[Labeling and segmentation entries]
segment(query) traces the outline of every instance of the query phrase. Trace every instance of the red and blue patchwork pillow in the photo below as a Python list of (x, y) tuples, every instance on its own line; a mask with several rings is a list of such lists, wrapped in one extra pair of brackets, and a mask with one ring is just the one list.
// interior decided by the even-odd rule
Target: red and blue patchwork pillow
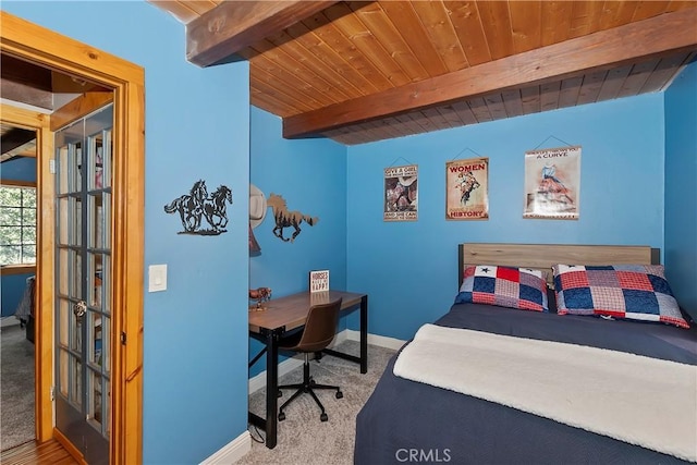
[(479, 265), (466, 267), (463, 278), (455, 304), (472, 302), (548, 311), (547, 283), (541, 271)]
[(607, 315), (689, 328), (662, 265), (554, 265), (559, 315)]

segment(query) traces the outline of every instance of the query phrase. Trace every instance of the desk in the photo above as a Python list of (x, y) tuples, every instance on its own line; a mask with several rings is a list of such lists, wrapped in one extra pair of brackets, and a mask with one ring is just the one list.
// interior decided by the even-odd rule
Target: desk
[[(315, 304), (329, 303), (342, 298), (341, 309), (354, 309), (360, 306), (360, 356), (344, 354), (333, 350), (322, 351), (326, 354), (345, 358), (360, 364), (360, 372), (368, 370), (368, 296), (343, 291), (329, 291), (310, 294), (308, 291), (272, 298), (264, 304), (264, 310), (249, 310), (249, 335), (266, 344), (266, 418), (249, 412), (249, 423), (262, 428), (266, 432), (266, 446), (276, 448), (278, 432), (278, 386), (279, 386), (279, 339), (305, 323), (309, 307)], [(254, 365), (264, 351), (252, 362)]]

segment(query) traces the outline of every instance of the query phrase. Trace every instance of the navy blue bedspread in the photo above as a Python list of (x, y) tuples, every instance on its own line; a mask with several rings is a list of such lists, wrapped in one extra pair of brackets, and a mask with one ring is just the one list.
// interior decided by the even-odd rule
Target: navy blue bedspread
[[(695, 327), (686, 330), (477, 304), (453, 305), (436, 323), (697, 365)], [(356, 418), (355, 464), (684, 463), (515, 408), (396, 377), (392, 374), (396, 357)]]

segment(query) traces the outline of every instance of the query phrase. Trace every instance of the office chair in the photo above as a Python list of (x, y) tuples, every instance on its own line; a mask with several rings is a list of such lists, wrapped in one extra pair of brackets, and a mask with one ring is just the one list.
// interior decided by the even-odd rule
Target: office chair
[(338, 386), (317, 384), (313, 377), (309, 375), (309, 354), (320, 352), (326, 348), (329, 343), (334, 339), (337, 334), (337, 323), (339, 321), (339, 310), (341, 309), (341, 298), (329, 304), (314, 305), (310, 307), (305, 320), (305, 328), (303, 331), (291, 334), (288, 338), (282, 338), (279, 341), (279, 347), (285, 351), (293, 351), (303, 353), (305, 355), (305, 363), (303, 364), (303, 382), (297, 384), (279, 386), (278, 396), (282, 396), (281, 389), (297, 389), (295, 393), (281, 405), (279, 409), (279, 421), (285, 419), (285, 413), (283, 409), (297, 399), (303, 393), (309, 393), (313, 396), (322, 413), (319, 419), (327, 421), (329, 417), (325, 413), (325, 406), (314, 390), (316, 389), (335, 389), (334, 394), (337, 399), (341, 399), (344, 394), (341, 392), (341, 388)]

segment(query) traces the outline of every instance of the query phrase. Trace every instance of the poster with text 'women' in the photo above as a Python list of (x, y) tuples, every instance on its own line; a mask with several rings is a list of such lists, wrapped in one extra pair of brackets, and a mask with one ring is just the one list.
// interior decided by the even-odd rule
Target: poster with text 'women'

> [Problem to solve]
Copy out again everything from the line of the entries above that contains "of the poster" down to the end of the entries.

> [Exercise result]
segment(query) traces the outline of every instance of the query phrase. Trace every instance of the poster with text 'women' in the photo above as a Python list of (x, y) tuples, every instance on its own line; a mask with several rings is a list of such lists, wrapped in one extra pair of brackets, and a mask with one ring is just the one list.
// interior decided by the even-odd rule
Target: poster with text 'women'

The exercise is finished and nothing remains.